— Begin —

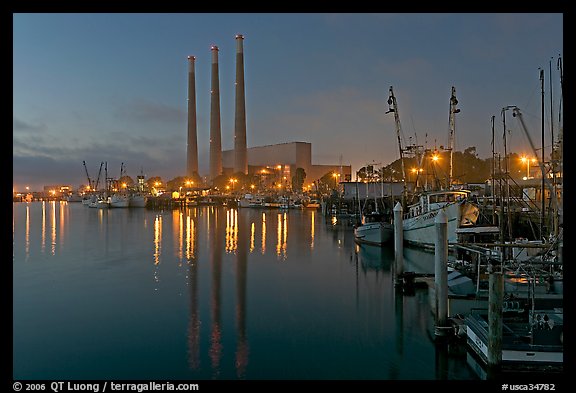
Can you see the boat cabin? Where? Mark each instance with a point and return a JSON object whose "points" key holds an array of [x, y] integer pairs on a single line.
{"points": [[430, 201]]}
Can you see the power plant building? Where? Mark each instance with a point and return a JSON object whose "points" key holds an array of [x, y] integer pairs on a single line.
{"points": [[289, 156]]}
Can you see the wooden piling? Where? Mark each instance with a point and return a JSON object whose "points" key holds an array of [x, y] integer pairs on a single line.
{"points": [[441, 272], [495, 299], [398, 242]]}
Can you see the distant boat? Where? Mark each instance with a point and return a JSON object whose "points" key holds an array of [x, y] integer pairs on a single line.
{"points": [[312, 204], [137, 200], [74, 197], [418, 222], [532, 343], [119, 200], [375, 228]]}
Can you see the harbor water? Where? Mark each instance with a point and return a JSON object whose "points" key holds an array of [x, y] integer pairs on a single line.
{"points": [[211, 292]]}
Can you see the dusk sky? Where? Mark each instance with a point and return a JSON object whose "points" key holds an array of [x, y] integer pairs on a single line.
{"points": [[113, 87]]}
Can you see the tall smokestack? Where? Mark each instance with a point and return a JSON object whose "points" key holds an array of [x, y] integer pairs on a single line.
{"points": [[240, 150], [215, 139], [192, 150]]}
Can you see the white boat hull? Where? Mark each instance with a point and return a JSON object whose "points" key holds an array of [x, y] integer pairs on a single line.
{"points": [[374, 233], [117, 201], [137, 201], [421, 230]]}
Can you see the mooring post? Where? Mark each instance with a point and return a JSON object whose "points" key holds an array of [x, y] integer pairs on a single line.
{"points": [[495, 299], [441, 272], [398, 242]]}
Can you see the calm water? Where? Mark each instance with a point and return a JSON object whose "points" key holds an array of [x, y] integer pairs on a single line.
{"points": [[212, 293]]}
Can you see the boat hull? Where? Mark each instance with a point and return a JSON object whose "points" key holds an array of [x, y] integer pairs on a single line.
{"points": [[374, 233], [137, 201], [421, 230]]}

— End —

§ TASK TO CARRY OUT
Recast all the entries above as a JSON list of strings, one string for each line, with blank lines left out. Don't include the pictures.

§ OUTPUT
[
  "Can you see the boat cabin? Where? Mark each instance with a point and return a JSON object whose \"points\" key holds an array of [x, y] integer pairs on a single line.",
  "{\"points\": [[430, 201]]}",
  "Can you see the power plant building? Where? Mark each instance with a point and return a JSON object whose \"points\" key holds an array of [x, y] integer pairs on a single line.",
  "{\"points\": [[289, 156]]}",
  "Can you see the wooden piling? Where? Mark each instance with a point and return a JSON object whose \"points\" key holds an array of [x, y] integer pairs on a single line.",
  "{\"points\": [[441, 272], [495, 299], [398, 242]]}",
  "Can you see the distant boat? Where? Mark each instance with a point and return a JSON object whose \"points\" key holds an array of [x, y] integer pairs on a single line.",
  "{\"points\": [[312, 204], [137, 200], [74, 197], [418, 222], [532, 343], [119, 200], [375, 228]]}",
  "Can you see the harbor water? Where? Mark each instance with a point and return a JSON object whose \"points\" key holds an array of [x, y] integer pairs on a single line.",
  "{\"points\": [[211, 292]]}",
  "Can you see the dusk sky? Where? Mark each instance with a point and return a JSON object whose \"points\" key holds an array of [x, y] integer pairs on a single line.",
  "{\"points\": [[113, 87]]}",
  "Can you see the tall smokestack? Where? Mark each instance with a point and return a JSON object whose \"points\" key holds an array of [x, y] integer pairs on a single line.",
  "{\"points\": [[240, 150], [215, 139], [192, 150]]}",
  "Can you see the white boat hull? Where? Mark each instance with a point and return a JSON object whose \"points\" key holds an array of [x, y] integer pairs on a single line.",
  "{\"points\": [[374, 233], [117, 201], [137, 201], [421, 230]]}",
  "Can you see the mooring post? Where? Mark each instance with a point and return a JSON object whose \"points\" key holds an array of [x, y] integer pairs on a single line.",
  "{\"points\": [[495, 299], [441, 272], [398, 242]]}",
  "Can you see the calm water? Where? Mark each instance with a point and return a JSON object whose \"points\" key holds an array of [x, y] integer pairs on a single line.",
  "{\"points\": [[212, 293]]}",
  "Can you see the boat hull? Where? Mark each instance with a point and return a JSON object whose \"points\" key holds an array of [x, y] integer pairs on a single line.",
  "{\"points\": [[374, 233], [137, 201], [421, 230]]}"
]